> Tasks to perform:
- 1) In the Alice Hoffman book reviews, copy the passage that begins at "Review: I've read" and stops after "I loved it.", swapping "raw emotion" for "deep feeling".
- 2) According to the Alice Hoffman book reviews, in what year does Seventh Heaven take place?
- 3) Carry on the Alice Hoffman book reviews from their last sentence.

> Document text:
---*---

I may read more Hoffman to develop a greater understanding of her work. I feel that I have read a good book but I may not be the intended audience for it.

Rating: 5 stars
Summary: I couldn't put this book down!
Review: I've read a few Alice Hoffman books, and she is certainly becoming one of my favorite writers. This book has everything. Nora and her son Billy bring out such raw emotion. Donna Durgin's plight made me want to cry out for her. The mystical, magical, and even voodoo are included. I loved it.

Rating: 4 stars
Summary: Involved story . . .
Review: Seventh Heaven is the sixth book I have read by writer, Alice Hoffman. I obviously think she is an interesting storyteller, as well as an excellent writer of words, or else I wouldn't keep reading her novels. Some I like better than others, though I haven't come across a horrible book yet (though Here On Earth is still my least favorite thus far).

I noticed one main thing that all of her books have in common, and that's the feeling of wistfulness and despair in her books. Like many of her other works, Seventh Heaven centers around a town -- a community. Nora Silk, who is one of her main characters, but certainly not the only one, moves into this town as the only divorced woman on the block. This book takes place in 1959 where people just stayed married, regardless of whether or not the two people involved are happy in the relationship. Not only is Nora divorced, but she's raising two boys: Billy, an elementary-school aged child, and James, a baby. Billy has problems in school fitting in, and becomes withdrawn to the point where he tries to make himself invisible. Nora is a woman whom the other mothers steer clear from at first. She's a woman who doesn't appear to raise her children in a conventional way. She's also a woman who will take romance regardless of the form when she starts having an affair with a seventeen-year-old neighbor, Ace McCarthy.

---*---

> Dataset section:
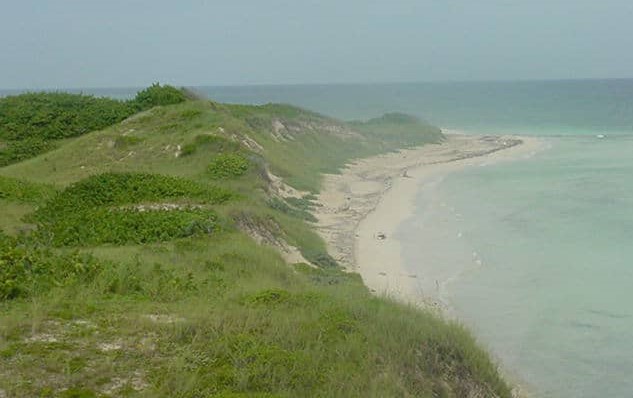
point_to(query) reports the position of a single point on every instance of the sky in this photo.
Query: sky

---*---

> Written answers:
- 1)
Review: I've read a few Alice Hoffman books, and she is certainly becoming one of my favorite writers. This book has everything. Nora and her son Billy bring out such deep feeling. Donna Durgin's plight made me want to cry out for her. The mystical, magical, and even voodoo are included. I loved it.

- 2) 1959

- 3)
This story isn't just about Nora being dejected, as well as her kids, by a whole neighborhood, and then later accepted. No, it's also about the neighbors: The McCarthy boys, Ace and Jackie, who can't seem to stay out of trouble. It's about the cop, Joe Hennessy, who lives across the street from Nora with his wife, Ellen, and boy, Stevie, who likes to torture Nora's son, Billy, in school. It's about the Shapiros, Danny and Rickie, and their parents. Danny, a kid who seems smart enough to get into any college he wants, slowly drifts, and his sister, Rickie, who seems to be confused about her own growing pains and morals. It's also about Donna Durgin, who walks out on her young children and husband because her life feels too empty. One cannot forget that this is also a story about Cathy Corrigan, who gets killed in a car accident and seems to haunt some of her peers from the grave. Like many of Alice Hoffman's books, Seventh Heaven leaves you with a weird, unconnected feeling after you're finished with the book. You may feel that way because that is how her characters are portrayed, as if nothing in the end was ever resolved. This book, much like Turtle Moon, and even Fortune's Daughter, leaves you with that very feeling.

Seventh Heaven is a very full read, with a very involved storyline, and very humble and real characters. It shows how very unique Alice Hoffman is as a writer.

Rating: 4 stars
Summary: Good choice for first time Hoffman readers
Review: This is a nice, easy, enjoyable Hoffman read, complete with interesting characters, the surprising twists and turns that their life paths take, and a couple ghost appearances thrown in for good measure. A great look at finding meaning in our lives and relationshiops in the late 50's suburbs.

Rating: 4 stars
Summary: A turn of the decade novel with typical Hoffman wonder.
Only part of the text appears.